DIRECTION 1:
List the usernames of everyone who posts in the forum thread below.

# Scheduled Rides - Quick Survey to Gauge Driver Interest



## Daniel Kuenzi (Nov 6, 2014)

Hey. I'm new on the site here and use both Uber and Lyft frequently.

I'm currently researching a new concept around Scheduled Rides and have created a survey to get some additional insights. Please take a minute to complete the survey and leave any additional comments or questions for me in this topic thread. I really appreciate your help with the survey.

*Update: The survey link is now live. Please comment or like this post if you're interested in learning more.*

Thanks!


----------



## troubleinrivercity (Jul 27, 2014)

If you don’t work for Uber or Lyft, nobody gives a ****.


----------



## Daniel Kuenzi (Nov 6, 2014)

troubleinrivercity said:


> If you don't work for Uber or Lyft, nobody gives a ****.


Uber and Lyft buyout smaller rideshare companies. Pioneering something new here.


----------



## troubleinrivercity (Jul 27, 2014)

Cool what’s your startup, techbro?


----------



## Daniel Kuenzi (Nov 6, 2014)

Still shaping the idea and looking for feedback. For example, if you're off the clock for uber but driving into the city and don't mind giving someone a ride for $$, would you do it? Why or why not? I'll be back on tomorrow to update the survey link.


----------



## troubleinrivercity (Jul 27, 2014)

Sounds like you are describing Actual Rideshare, or slug-lines. We are in the business of unlicensed jitney cabbing.
But yes, “actual ridesharing” is much more appealing than Uber, to everyone but the investors.

Craigslist rideshare, made into app form, with checks and ratings. It would be an actual step forward, while Uber/Lyft were a step backward, masked by the veneer of convenience.


----------



## Enovvy (Oct 18, 2014)

@daniel:: Is this your startup? Or just a school project? I'm not interested in school projects if it is.


----------



## Enovvy (Oct 18, 2014)

DIRECTION 2:
Arrange the lines of the entries, starting with the line containing "in white jersey?" and going on through the final line of the entries, as a Markdown table with two columns, Row and Entry line. Skip blank lines.

MATERIAL PROVIDED:
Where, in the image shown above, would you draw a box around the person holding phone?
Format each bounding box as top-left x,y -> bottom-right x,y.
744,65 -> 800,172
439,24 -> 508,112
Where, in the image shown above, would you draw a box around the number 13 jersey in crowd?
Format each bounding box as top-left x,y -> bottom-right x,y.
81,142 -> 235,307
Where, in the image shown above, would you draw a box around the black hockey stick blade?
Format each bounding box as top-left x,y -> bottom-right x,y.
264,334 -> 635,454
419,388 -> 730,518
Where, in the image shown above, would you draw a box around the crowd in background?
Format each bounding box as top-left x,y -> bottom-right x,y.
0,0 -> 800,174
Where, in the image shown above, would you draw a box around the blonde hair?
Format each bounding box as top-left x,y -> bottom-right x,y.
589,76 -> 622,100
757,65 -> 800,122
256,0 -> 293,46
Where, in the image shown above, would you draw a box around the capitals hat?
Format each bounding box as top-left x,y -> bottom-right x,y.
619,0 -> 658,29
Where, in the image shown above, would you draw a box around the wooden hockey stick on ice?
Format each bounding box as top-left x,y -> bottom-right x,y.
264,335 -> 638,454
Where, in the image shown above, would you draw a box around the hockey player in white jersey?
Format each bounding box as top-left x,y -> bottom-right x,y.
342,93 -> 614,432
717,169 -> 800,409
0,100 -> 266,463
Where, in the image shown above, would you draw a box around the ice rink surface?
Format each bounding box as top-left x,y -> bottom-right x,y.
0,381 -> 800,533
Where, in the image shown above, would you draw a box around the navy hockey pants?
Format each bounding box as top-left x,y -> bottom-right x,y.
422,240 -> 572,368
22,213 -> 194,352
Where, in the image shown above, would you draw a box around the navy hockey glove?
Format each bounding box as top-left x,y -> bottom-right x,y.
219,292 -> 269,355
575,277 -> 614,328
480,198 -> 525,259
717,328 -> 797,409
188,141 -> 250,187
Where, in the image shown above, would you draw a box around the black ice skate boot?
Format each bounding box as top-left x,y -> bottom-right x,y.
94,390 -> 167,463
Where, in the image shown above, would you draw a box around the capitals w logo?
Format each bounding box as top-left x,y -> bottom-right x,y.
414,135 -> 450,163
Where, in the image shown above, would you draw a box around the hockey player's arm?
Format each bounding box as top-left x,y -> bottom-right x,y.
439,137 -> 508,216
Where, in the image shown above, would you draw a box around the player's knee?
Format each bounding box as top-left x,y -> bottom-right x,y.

COMPLETE RESPONSE 1:
- Daniel Kuenzi
- troubleinrivercity
- Enovvy

COMPLETE RESPONSE 2:
| Row | Entry line |
|---|---|
| 1 | Where, in the image shown above, would you draw a box around the hockey player in white jersey? |
| 2 | Format each bounding box as top-left x,y -> bottom-right x,y. |
| 3 | 342,93 -> 614,432 |
| 4 | 717,169 -> 800,409 |
| 5 | 0,100 -> 266,463 |
| 6 | Where, in the image shown above, would you draw a box around the ice rink surface? |
| 7 | Format each bounding box as top-left x,y -> bottom-right x,y. |
| 8 | 0,381 -> 800,533 |
| 9 | Where, in the image shown above, would you draw a box around the navy hockey pants? |
| 10 | Format each bounding box as top-left x,y -> bottom-right x,y. |
| 11 | 422,240 -> 572,368 |
| 12 | 22,213 -> 194,352 |
| 13 | Where, in the image shown above, would you draw a box around the navy hockey glove? |
| 14 | Format each bounding box as top-left x,y -> bottom-right x,y. |
| 15 | 219,292 -> 269,355 |
| 16 | 575,277 -> 614,328 |
| 17 | 480,198 -> 525,259 |
| 18 | 717,328 -> 797,409 |
| 19 | 188,141 -> 250,187 |
| 20 | Where, in the image shown above, would you draw a box around the black ice skate boot? |
| 21 | Format each bounding box as top-left x,y -> bottom-right x,y. |
| 22 | 94,390 -> 167,463 |
| 23 | Where, in the image shown above, would you draw a box around the capitals w logo? |
| 24 | Format each bounding box as top-left x,y -> bottom-right x,y. |
| 25 | 414,135 -> 450,163 |
| 26 | Where, in the image shown above, would you draw a box around the hockey player's arm? |
| 27 | Format each bounding box as top-left x,y -> bottom-right x,y. |
| 28 | 439,137 -> 508,216 |
| 29 | Where, in the image shown above, would you draw a box around the player's knee? |
| 30 | Format each bounding box as top-left x,y -> bottom-right x,y. |